What is required
When a line below contains the word "garter", copy that line.

Material for this task
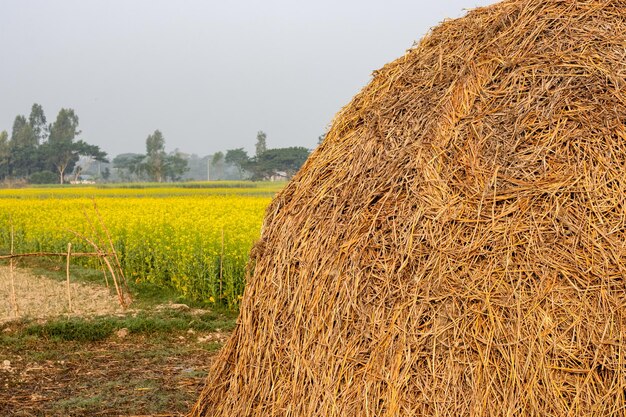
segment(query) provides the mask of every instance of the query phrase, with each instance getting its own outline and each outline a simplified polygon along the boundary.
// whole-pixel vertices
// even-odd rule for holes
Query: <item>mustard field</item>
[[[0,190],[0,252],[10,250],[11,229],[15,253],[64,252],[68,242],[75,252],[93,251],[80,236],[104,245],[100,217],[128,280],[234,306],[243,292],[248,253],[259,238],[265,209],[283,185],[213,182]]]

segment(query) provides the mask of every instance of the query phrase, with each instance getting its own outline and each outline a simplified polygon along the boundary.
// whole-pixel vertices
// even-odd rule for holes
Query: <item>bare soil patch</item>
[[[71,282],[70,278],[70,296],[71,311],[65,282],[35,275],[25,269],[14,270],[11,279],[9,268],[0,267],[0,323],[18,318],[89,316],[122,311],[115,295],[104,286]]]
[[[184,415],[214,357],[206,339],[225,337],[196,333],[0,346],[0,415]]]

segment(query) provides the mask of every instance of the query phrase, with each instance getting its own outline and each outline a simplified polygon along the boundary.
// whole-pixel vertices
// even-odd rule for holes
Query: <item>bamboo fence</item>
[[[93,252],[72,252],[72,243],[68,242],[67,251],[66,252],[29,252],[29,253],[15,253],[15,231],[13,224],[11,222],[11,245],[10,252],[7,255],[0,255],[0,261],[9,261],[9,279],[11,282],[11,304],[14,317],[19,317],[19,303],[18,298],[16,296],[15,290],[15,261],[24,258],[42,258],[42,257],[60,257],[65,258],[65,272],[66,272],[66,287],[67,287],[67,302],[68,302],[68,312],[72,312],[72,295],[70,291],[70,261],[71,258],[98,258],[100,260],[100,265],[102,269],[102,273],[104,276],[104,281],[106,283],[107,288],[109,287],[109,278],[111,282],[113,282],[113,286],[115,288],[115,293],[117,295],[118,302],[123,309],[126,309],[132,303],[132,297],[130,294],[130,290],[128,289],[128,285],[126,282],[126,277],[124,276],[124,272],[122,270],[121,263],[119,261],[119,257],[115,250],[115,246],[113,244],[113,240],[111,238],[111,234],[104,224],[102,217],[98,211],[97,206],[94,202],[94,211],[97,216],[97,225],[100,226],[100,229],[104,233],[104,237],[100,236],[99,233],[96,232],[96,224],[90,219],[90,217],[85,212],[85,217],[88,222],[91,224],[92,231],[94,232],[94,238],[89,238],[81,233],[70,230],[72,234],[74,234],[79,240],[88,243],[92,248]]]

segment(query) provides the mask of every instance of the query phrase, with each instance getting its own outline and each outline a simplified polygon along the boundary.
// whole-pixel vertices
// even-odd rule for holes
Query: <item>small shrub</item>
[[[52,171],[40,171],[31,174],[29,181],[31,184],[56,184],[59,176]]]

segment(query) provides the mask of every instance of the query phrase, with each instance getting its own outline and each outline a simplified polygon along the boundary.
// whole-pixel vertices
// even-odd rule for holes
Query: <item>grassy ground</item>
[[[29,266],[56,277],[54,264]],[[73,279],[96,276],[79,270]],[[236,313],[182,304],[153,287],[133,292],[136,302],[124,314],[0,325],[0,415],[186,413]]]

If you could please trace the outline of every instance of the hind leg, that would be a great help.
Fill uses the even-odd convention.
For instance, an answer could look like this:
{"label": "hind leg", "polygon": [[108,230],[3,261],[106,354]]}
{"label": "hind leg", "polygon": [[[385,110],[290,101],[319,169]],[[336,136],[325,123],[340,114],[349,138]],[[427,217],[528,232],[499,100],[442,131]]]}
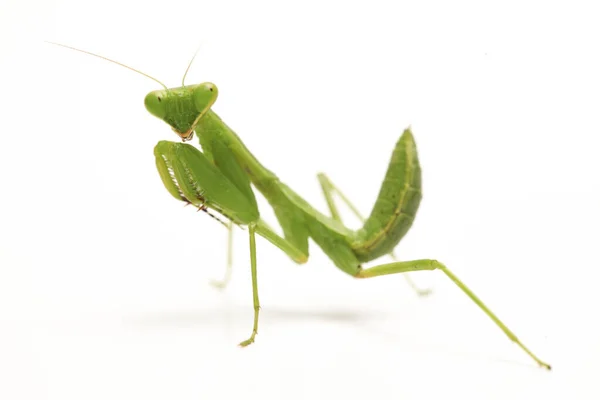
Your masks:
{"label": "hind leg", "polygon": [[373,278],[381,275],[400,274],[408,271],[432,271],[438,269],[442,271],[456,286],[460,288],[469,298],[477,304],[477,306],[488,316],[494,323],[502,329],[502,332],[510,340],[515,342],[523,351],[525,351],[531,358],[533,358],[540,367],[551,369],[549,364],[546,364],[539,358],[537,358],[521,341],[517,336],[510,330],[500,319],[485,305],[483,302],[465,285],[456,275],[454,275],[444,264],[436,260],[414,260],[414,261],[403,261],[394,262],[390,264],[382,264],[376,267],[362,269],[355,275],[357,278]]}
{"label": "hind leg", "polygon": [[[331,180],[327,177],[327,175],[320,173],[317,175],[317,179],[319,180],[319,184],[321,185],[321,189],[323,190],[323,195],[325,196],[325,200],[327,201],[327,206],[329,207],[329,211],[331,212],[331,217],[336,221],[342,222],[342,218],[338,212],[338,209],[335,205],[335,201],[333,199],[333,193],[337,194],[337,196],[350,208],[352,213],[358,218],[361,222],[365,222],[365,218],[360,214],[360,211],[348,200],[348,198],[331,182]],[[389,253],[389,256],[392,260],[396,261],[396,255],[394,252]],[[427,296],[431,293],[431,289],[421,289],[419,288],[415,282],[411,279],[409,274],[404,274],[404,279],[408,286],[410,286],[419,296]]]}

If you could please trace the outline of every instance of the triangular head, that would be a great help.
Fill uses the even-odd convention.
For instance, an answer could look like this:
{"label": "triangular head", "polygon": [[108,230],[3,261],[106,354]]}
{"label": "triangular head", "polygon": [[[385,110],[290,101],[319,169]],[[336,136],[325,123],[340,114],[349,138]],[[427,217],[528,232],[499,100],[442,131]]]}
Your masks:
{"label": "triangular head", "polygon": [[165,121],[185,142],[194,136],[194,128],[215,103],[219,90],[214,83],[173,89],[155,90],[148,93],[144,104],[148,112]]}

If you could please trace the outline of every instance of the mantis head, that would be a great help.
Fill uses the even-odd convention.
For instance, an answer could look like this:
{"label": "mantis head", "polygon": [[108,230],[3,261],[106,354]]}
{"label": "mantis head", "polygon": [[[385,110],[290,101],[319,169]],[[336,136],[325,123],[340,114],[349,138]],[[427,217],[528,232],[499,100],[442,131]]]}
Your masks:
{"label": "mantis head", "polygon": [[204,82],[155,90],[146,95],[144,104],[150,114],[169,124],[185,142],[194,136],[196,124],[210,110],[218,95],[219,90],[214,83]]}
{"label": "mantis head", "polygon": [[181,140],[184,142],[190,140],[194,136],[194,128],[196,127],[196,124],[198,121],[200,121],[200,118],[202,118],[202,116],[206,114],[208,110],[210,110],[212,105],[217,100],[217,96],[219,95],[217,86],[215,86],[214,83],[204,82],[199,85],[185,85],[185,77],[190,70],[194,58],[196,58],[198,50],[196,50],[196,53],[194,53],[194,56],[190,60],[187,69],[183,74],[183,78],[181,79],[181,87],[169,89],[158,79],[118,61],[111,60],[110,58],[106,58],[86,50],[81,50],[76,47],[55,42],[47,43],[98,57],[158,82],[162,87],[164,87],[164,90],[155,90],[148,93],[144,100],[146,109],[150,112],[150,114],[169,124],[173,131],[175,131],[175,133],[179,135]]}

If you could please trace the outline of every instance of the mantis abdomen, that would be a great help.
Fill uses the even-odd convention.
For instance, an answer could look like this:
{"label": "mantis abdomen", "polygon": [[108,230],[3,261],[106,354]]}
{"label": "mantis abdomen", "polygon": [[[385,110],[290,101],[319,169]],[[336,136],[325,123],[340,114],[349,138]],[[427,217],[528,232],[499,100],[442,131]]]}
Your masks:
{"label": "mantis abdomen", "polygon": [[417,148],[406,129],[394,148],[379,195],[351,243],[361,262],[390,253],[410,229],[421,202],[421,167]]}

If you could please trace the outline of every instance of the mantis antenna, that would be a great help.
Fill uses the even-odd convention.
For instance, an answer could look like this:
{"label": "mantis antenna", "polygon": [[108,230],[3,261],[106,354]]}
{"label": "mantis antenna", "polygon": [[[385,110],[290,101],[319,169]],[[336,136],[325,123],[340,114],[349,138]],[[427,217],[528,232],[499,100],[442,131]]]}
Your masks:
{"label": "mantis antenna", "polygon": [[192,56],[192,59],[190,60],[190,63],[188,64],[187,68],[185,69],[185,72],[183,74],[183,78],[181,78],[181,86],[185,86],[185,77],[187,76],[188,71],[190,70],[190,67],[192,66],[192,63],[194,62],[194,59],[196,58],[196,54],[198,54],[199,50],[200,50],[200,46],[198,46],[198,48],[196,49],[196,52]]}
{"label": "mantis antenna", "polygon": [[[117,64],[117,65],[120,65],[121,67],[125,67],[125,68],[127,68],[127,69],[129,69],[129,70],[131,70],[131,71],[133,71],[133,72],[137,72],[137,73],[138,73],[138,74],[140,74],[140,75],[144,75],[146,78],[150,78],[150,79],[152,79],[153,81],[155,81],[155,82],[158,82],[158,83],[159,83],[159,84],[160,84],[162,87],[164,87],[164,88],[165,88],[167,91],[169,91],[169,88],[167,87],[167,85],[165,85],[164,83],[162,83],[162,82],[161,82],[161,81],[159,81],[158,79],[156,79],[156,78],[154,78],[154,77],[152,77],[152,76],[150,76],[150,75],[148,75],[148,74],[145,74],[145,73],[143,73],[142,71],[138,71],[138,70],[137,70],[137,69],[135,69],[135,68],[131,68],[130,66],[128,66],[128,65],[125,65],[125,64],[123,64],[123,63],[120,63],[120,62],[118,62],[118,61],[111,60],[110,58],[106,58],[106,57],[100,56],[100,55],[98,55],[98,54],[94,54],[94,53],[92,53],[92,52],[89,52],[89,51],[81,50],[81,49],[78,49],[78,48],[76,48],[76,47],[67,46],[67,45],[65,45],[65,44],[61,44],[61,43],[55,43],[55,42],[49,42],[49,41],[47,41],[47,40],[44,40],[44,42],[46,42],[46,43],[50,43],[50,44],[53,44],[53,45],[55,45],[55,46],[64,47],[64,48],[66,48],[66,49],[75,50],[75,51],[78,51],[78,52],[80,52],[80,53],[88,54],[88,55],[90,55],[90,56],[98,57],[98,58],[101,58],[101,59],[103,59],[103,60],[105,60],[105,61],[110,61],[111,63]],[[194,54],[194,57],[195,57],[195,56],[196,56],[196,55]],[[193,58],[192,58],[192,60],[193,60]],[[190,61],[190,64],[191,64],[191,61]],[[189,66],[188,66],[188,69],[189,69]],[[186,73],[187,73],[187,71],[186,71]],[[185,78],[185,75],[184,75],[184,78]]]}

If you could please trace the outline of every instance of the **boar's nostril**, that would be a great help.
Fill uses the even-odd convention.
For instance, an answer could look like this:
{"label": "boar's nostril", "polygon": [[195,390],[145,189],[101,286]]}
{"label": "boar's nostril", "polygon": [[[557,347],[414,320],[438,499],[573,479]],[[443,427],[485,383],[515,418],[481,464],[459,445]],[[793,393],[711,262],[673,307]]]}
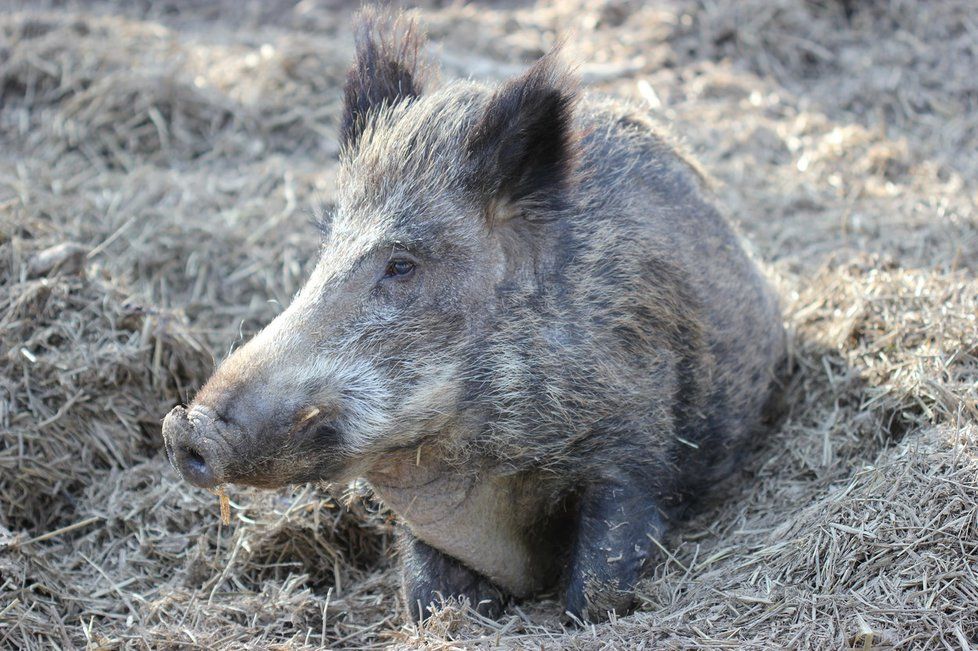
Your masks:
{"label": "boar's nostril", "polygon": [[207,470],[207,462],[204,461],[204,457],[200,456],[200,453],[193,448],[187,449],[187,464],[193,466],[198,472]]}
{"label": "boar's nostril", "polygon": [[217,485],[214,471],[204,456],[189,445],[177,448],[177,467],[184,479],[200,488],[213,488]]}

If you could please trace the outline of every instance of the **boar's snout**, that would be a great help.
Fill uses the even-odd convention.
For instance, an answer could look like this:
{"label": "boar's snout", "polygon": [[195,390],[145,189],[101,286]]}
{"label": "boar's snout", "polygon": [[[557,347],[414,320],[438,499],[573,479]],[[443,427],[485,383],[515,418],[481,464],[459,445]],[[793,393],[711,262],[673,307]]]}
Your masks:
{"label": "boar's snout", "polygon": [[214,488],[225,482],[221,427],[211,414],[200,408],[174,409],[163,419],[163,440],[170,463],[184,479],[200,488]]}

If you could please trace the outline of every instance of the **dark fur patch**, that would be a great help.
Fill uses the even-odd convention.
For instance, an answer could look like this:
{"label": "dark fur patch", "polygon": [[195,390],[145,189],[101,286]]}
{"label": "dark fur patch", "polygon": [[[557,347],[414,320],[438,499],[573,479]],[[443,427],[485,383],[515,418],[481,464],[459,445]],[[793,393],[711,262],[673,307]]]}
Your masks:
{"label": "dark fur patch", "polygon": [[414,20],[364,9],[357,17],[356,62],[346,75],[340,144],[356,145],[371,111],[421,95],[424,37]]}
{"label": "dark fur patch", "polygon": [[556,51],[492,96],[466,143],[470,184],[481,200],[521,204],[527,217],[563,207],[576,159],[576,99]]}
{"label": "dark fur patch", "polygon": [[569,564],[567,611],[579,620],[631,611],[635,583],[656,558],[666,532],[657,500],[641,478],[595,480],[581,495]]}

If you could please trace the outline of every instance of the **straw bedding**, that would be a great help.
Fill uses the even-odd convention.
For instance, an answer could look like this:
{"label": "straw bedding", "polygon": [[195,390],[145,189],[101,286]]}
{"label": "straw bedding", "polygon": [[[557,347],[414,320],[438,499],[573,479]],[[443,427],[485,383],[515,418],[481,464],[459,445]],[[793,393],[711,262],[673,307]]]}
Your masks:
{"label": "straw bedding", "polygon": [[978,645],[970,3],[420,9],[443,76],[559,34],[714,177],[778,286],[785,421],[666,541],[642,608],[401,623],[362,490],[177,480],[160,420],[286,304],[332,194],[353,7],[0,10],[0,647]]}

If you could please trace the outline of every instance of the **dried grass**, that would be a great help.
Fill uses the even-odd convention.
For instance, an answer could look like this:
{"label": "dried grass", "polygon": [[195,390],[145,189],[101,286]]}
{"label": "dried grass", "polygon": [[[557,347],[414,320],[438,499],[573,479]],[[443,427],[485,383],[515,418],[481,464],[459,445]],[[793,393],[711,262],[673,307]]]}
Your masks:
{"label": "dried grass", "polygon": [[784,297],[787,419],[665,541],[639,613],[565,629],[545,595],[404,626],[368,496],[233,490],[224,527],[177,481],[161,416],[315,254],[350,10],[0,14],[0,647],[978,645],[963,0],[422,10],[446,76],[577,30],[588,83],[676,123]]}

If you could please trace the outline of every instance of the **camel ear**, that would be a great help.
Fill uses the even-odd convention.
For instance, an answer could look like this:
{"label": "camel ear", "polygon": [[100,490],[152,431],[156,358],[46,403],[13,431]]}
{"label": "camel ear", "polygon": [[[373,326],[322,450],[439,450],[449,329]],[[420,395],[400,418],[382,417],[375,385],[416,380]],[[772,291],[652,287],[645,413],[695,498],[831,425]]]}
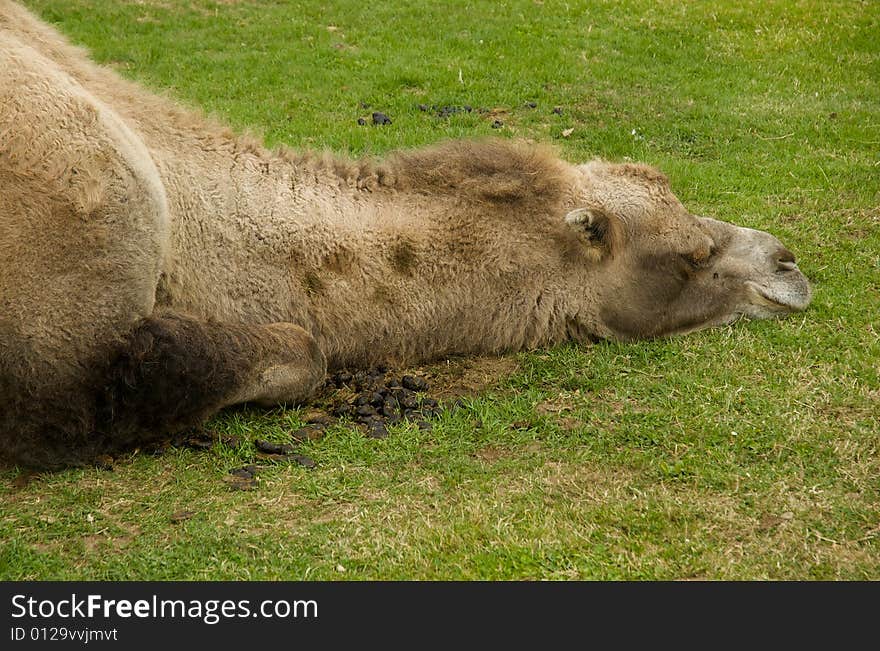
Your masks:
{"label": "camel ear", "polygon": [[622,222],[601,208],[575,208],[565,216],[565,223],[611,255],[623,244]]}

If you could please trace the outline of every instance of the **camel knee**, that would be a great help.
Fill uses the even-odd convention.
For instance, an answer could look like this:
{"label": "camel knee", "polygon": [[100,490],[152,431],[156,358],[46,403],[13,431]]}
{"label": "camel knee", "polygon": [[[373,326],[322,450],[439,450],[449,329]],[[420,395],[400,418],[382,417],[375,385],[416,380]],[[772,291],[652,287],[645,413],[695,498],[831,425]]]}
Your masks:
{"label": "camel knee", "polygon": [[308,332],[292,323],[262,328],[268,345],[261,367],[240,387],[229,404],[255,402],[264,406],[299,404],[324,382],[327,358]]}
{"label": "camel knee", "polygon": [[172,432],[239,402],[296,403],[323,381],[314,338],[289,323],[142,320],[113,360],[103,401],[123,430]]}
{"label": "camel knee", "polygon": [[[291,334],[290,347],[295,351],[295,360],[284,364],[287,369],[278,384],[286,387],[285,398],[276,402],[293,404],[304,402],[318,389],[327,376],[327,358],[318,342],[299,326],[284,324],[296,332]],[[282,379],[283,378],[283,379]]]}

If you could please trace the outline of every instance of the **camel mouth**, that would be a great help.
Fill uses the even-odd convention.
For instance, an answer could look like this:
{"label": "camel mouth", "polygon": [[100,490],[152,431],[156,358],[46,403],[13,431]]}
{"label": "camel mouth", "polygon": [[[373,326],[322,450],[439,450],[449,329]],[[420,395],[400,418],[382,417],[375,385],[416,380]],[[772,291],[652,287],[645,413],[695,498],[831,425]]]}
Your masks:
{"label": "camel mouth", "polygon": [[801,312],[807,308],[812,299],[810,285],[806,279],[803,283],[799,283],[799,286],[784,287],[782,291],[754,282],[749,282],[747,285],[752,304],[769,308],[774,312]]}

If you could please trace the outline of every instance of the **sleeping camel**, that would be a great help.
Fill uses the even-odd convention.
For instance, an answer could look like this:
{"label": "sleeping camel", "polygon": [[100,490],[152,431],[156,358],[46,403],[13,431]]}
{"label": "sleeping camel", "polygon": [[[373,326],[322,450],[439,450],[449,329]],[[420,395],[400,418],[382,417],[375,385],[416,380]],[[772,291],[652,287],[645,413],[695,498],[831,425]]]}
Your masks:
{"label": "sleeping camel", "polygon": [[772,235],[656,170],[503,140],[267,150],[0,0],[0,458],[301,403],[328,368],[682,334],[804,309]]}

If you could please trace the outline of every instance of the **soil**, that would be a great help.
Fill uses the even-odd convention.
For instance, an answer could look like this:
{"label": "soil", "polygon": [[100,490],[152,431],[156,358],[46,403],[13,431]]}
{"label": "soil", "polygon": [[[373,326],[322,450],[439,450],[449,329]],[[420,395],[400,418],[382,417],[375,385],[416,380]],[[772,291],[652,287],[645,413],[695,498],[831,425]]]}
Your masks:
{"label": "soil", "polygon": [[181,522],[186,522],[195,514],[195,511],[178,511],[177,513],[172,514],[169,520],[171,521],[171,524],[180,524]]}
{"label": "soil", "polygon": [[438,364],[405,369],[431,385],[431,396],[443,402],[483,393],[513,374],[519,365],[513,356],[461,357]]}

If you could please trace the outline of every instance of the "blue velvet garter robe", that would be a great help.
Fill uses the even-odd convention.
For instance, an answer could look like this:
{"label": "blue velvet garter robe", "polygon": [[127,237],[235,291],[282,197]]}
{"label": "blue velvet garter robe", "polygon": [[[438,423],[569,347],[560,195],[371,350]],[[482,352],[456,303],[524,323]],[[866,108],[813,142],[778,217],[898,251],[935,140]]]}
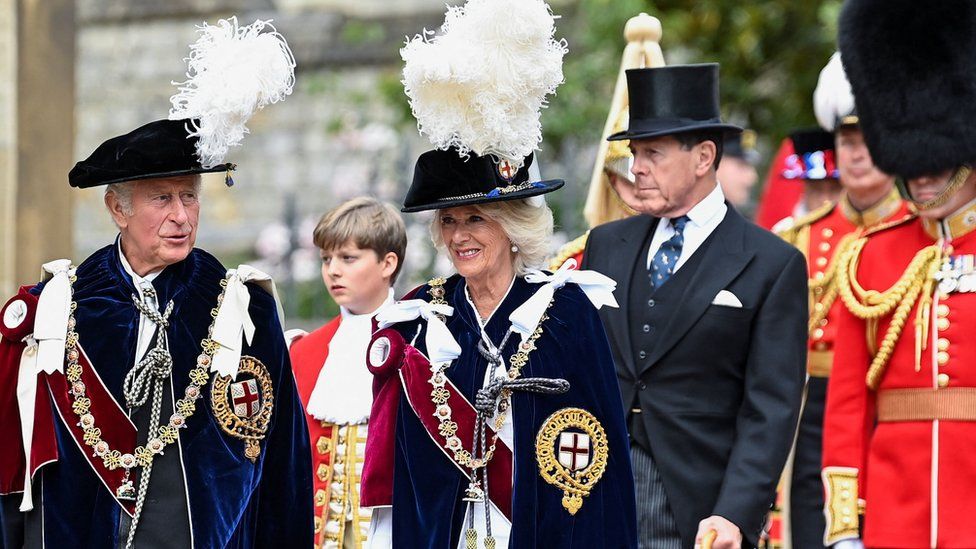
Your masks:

Result below
If you could please trace the outline of every instance of the "blue velvet garter robe", that would be a great help.
{"label": "blue velvet garter robe", "polygon": [[127,237],[235,291],[282,197]]}
{"label": "blue velvet garter robe", "polygon": [[[438,423],[569,347],[560,195],[371,350]],[[482,352],[456,303],[524,323]],[[866,108],[813,142],[778,217],[898,251],[935,140]]]}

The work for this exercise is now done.